**CHALLENGE:** Reproduce every one of the records below word for word, changing nothing.

**Dataset records:**
────

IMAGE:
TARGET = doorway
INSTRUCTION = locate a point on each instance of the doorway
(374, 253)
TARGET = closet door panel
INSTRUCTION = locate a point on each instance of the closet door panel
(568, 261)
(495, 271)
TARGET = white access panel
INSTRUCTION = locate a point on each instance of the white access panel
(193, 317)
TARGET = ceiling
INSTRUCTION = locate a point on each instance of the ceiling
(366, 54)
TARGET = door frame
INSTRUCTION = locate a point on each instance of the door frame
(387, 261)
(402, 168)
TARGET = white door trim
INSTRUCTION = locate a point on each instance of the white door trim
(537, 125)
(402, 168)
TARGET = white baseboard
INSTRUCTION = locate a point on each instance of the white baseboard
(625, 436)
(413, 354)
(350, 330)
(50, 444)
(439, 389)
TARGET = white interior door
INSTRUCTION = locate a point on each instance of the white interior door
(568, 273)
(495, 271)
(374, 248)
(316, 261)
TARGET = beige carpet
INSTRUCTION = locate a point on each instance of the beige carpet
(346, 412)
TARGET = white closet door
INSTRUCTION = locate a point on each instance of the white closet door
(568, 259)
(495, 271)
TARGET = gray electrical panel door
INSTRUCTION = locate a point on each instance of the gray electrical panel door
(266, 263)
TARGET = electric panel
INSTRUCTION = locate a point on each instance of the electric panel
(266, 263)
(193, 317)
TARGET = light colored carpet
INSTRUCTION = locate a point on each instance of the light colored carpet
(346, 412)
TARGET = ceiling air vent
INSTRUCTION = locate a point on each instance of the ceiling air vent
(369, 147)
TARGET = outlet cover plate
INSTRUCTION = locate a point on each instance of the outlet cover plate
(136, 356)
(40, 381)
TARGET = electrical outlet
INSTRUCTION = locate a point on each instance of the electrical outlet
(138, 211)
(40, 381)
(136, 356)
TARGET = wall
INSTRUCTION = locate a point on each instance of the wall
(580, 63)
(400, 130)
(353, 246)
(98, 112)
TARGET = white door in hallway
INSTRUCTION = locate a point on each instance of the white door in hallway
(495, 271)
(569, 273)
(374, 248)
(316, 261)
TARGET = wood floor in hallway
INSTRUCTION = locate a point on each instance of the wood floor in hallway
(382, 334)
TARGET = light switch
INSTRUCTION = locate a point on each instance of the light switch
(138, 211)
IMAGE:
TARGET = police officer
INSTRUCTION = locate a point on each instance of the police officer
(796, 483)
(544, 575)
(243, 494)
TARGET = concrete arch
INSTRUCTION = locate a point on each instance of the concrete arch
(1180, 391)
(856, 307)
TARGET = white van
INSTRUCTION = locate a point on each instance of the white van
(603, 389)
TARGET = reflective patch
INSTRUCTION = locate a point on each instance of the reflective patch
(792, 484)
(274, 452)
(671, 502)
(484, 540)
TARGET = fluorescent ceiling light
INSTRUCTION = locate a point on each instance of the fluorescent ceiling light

────

**OUTPUT FOR THIS EXERCISE:**
IMAGE:
TARGET = doorway
INSTRUCTION = locate a point on each instance of the doorway
(374, 253)
TARGET = closet door panel
INSTRUCTION = locate a point on each instance of the closet door panel
(568, 261)
(495, 271)
TARGET = white access panel
INSTRUCTION = locate a point on each instance of the white access panel
(193, 317)
TARGET = ceiling
INSTRUCTION = locate a point on each instance of the ceiling
(366, 54)
TARGET = door frame
INSTRUCTION = locate a point on each instance of the door frame
(387, 261)
(402, 168)
TARGET = white door trim
INSTRUCTION = locate a point on each instance of the white door trim
(537, 125)
(402, 168)
TARGET = white baseboard
INSTRUCTION = locate a point on each instance of the white baseboard
(625, 436)
(413, 354)
(350, 330)
(50, 444)
(439, 389)
TARGET = white interior door
INSTRUCTION = locate a point on each instance of the white interior door
(568, 273)
(495, 271)
(374, 248)
(316, 261)
TARGET = beige carpet
INSTRUCTION = locate a point on each instance of the beige carpet
(346, 412)
TARGET = white closet door
INSTRUCTION = locate a point on each instance of the white closet door
(568, 259)
(495, 271)
TARGET = gray electrical panel door
INSTRUCTION = locate a point on each instance of the gray electrical panel door
(266, 263)
TARGET = electric panel
INSTRUCTION = locate a point on each instance of the electric panel
(266, 263)
(193, 317)
TARGET = light colored carpet
INSTRUCTION = locate a point on each instance of the light colored carpet
(346, 412)
TARGET = ceiling air vent
INSTRUCTION = locate a point on each instance of the ceiling air vent
(369, 147)
TARGET = outlet cover plate
INSTRUCTION = locate a point on each instance of the outlet cover plate
(136, 356)
(40, 381)
TARGET = electrical outlet
INSTRUCTION = locate a point on each instance of the electrical outlet
(138, 211)
(40, 381)
(136, 356)
TARGET = wall
INSTRUCTION = locate a point on each instance of the wall
(580, 63)
(400, 130)
(353, 246)
(98, 112)
TARGET = white door in hallway
INSTRUCTION = locate a point on each instance of the white door in hallway
(495, 271)
(569, 273)
(374, 248)
(316, 261)
TARGET = wood floor in hallway
INSTRUCTION = locate a point on each instance of the wood floor in hallway
(382, 334)
TARGET = light switch
INSTRUCTION = locate a point on each instance of the light switch
(138, 211)
IMAGE:
TARGET = police officer
INSTRUCTION = locate a point on each instance of the police officer
(796, 483)
(544, 575)
(243, 494)
TARGET = concrete arch
INSTRUCTION = locate a point on each instance of the concrete arch
(1180, 391)
(856, 307)
TARGET = white van
INSTRUCTION = locate a point on each instance of the white van
(603, 389)
TARGET = reflective patch
INSTRUCTION = locate a point on each instance of the reflective patch
(792, 484)
(274, 452)
(671, 502)
(484, 540)
TARGET = fluorescent ceiling light
INSTRUCTION = locate a point on each instance of the fluorescent ceiling light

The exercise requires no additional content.